According to the review of the novel Cockroach, why is the narrator seeing a therapist?

## SELECTED EXCERPT
——————————
Review of Rawi Hage’s Novel, Cockroach
This article is written by Joseph Geha, professor emeritus at Iowa State University and author of two books; Through and Through: Toledo Stories and Lebanese Blonde. In October 2014, the Center invited Geha to lecture entitled “Is there an Us?” centering on immigration, ethnicity and identity. You can view his lecture here. Geha last reviewed Rabih Alameddine’s An Unnecessary Woman for the Center in December 2014.
The unnamed narrator of Rawi Hage’s widely acclaimed second novel, Cockroach, is a young man from Beirut, trying to make a life in Montreal’s demimonde of Middle Eastern émigrés. Traumatized by war memories, by political cruelty and by guilt over his failure to rescue his sister from an abusive marriage, he is now a stranger in a strange land where the cold he endures is more than weather, “And if you ask why the inhumane temperature, the universe will answer you with tight lips and a cold tone and tell you to go back where you came from if you do not like it here.” His response to the oppressive power of this new universe that “I can neither participate in nor control” is to turn himself into a cockroach. Literally. Rawi Hage, the recipient of numerous literary tributes, including the IMPAC Dublin Award for the best English-Language book published world-wide, is a daring writer. Yes, his narrator, like Gregor Samsa of Kafka’s famous short story, is a human being who metamorphoses into an insect. But here the similarity ends. Poor, tormented Gregor, beset on all sides by the demands of his family, awakened one morning to find that he’d been transformed. Hage’s narrator, on the other hand, changes himself at will; that is, he actually chooses bugdom. And his reason for doing so is at the very heart of this fast paced, exuberant and often darkly funny novel. When we first meet the narrator, he is in a session with his clueless Canadian therapist, Genevieve, as part of court-ordered treatment after a recent suicide attempt. “I will show you who I am,” he tells her, “and it’s not pretty.” As he leaves her office and begins roaming the bitter Montreal streets, we watch him tracking down deadbeat friends, scrounging for a meal, money, a job. We learn that he long ago discovered the power of invisibility and, when the occasion for burglary or voyeurism arises, he can turn himself into a slippery cockroach.
“(S)ix legs appeared from my sides like external ribs, and a newly thick carcass made me oblivious to the splashing water from passing cars. No element of nature could stop me now.”
Not pretty. But not really despicable, either. Because, six legs or no, Hage has given his narrator a heart—and it’s in the right place. He expresses compassion listening to a child crying out as his mother drags him into the house and beats him. He feels love for his girlfriend Shohreh, and later, in his attempts to punish her former torturer, we find ourselves squarely on his side, rooting for him. He can be tricky, true, but since when were narrators always reliable? Like so many hypocrites, he despises hypocrisy and delights in exposing the poser, even himself:
“I want to introduce you to my friend Reza here, I said, playing my part of the existentialist protagonist in a film noir, although I was missing a cigarette and some plumes of smoke.”
——————————
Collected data

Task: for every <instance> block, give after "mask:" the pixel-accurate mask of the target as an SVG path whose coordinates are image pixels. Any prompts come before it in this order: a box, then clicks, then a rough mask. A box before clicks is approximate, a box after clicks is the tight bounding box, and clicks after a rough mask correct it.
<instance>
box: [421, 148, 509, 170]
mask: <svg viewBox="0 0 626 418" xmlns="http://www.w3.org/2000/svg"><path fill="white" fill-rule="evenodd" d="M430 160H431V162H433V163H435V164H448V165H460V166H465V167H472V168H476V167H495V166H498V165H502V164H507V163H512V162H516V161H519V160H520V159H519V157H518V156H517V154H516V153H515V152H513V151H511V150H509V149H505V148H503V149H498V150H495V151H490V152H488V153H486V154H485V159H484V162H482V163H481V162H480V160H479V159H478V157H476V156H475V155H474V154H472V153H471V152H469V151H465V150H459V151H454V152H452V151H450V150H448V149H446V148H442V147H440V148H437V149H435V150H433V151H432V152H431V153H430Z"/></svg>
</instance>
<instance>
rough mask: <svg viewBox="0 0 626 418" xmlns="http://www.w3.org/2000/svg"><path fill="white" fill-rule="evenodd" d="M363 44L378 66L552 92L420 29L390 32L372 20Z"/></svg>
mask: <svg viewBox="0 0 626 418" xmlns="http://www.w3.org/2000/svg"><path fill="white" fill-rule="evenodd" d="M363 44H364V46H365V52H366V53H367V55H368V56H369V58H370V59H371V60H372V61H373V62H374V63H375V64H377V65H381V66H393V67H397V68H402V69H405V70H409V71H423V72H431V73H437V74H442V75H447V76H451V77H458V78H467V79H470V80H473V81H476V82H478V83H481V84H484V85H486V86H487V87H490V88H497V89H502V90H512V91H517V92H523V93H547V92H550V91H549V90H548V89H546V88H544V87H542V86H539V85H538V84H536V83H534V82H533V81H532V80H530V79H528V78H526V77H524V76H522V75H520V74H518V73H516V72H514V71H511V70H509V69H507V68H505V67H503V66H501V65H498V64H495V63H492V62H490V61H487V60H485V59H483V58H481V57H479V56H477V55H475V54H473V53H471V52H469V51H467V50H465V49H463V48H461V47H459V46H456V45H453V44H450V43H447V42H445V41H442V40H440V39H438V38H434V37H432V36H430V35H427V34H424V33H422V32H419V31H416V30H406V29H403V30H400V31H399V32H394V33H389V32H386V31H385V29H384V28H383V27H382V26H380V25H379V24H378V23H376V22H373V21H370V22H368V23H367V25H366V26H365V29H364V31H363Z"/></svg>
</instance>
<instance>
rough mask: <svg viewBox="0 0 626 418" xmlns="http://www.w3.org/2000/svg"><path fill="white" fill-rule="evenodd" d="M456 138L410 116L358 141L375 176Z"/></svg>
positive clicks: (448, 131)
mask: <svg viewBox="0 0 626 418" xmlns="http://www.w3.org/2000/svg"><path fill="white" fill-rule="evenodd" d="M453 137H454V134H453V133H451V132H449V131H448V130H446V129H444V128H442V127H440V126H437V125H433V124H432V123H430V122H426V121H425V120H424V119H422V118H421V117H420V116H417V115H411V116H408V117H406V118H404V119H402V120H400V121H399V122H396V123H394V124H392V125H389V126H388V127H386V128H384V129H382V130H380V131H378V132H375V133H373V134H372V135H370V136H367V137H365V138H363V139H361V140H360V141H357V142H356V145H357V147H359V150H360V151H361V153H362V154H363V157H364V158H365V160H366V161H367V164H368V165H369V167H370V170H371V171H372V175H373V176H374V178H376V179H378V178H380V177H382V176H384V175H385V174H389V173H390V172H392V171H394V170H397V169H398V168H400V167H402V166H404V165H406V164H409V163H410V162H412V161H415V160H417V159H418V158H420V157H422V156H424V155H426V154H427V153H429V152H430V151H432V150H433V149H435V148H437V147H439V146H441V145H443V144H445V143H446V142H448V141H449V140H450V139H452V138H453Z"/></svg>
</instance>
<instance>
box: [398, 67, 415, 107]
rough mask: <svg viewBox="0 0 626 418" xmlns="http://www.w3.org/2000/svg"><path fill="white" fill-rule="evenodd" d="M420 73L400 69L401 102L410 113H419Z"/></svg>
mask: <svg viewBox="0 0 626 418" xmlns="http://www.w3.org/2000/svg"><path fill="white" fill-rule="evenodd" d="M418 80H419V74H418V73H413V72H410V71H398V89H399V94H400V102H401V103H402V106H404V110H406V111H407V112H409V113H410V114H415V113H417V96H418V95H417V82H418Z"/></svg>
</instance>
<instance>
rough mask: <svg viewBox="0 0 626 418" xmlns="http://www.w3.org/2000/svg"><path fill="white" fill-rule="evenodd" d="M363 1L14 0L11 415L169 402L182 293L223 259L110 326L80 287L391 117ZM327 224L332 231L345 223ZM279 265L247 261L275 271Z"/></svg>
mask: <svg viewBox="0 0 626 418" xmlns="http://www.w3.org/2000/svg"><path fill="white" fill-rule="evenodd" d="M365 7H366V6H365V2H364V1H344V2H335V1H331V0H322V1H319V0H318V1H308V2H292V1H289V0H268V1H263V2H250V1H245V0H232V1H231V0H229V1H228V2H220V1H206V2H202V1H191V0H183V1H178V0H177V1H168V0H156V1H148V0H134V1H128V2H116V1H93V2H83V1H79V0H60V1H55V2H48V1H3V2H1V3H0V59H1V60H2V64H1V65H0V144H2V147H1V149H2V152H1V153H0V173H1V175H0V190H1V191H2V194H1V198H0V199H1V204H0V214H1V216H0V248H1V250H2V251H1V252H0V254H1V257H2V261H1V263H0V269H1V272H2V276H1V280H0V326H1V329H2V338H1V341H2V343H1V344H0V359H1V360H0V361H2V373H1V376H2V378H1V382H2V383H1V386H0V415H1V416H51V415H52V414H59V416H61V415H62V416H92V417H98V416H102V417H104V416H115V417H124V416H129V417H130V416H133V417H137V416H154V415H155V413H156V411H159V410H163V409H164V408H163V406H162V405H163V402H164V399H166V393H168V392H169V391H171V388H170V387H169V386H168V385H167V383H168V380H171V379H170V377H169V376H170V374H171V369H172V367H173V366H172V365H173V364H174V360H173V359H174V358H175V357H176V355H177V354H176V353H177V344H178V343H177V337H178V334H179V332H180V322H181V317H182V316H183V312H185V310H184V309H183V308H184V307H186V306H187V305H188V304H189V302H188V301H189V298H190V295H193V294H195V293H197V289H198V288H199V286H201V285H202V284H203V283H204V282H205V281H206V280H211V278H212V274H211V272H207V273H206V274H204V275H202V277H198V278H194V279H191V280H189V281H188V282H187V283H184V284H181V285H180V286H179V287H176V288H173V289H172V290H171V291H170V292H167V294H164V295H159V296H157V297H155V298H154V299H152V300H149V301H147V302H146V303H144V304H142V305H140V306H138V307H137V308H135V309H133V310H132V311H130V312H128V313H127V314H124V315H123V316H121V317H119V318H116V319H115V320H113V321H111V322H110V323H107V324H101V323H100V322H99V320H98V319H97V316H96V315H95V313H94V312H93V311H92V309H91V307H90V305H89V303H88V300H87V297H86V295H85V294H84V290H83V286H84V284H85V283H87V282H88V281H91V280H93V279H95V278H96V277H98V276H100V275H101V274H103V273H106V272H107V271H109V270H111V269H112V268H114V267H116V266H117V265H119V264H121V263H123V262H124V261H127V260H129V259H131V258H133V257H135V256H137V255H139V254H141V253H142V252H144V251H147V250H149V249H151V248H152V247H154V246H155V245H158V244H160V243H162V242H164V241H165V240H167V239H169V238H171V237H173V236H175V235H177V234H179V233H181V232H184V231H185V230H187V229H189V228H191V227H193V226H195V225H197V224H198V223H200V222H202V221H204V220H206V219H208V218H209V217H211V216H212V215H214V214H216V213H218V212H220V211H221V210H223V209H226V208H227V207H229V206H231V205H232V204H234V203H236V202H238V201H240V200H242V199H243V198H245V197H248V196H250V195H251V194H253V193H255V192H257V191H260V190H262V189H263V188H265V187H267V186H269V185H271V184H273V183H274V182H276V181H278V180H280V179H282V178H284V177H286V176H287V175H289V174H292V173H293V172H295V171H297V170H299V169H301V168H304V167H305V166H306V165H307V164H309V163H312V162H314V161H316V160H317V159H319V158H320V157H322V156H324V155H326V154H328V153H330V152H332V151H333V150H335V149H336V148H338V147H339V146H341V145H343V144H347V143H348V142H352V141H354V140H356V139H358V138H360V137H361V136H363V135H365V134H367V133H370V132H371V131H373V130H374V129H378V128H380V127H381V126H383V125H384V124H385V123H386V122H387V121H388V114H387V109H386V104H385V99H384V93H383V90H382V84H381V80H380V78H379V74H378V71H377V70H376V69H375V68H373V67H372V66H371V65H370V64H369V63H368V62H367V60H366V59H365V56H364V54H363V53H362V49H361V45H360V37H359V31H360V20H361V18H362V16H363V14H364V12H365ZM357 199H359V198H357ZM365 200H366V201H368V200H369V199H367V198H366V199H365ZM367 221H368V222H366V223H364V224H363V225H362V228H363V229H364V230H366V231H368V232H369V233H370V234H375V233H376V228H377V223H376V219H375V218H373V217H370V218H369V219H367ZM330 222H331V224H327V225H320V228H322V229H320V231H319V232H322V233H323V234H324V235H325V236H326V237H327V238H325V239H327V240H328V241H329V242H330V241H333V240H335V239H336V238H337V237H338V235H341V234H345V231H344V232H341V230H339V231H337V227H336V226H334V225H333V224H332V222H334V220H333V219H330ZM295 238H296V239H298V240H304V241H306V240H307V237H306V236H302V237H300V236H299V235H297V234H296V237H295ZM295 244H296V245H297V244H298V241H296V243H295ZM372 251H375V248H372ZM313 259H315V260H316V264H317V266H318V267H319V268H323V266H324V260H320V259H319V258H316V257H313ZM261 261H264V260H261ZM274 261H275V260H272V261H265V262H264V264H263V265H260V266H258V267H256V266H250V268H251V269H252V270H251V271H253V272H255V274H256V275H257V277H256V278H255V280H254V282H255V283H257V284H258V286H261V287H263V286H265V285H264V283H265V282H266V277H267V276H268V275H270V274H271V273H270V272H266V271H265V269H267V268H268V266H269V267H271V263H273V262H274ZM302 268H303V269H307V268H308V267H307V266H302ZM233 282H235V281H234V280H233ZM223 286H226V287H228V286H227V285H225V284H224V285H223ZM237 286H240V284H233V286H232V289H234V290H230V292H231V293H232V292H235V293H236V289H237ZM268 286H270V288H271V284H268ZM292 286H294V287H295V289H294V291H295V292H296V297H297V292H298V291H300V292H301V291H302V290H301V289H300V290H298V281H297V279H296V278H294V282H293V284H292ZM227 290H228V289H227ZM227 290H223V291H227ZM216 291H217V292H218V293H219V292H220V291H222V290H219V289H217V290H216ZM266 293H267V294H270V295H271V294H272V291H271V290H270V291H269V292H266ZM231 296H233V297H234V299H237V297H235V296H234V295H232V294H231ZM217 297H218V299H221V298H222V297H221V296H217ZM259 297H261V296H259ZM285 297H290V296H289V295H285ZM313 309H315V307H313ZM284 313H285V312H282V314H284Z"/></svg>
——————————
## COMPLETED EXERCISE
He is in court-ordered treatment after a recent suicide attempt.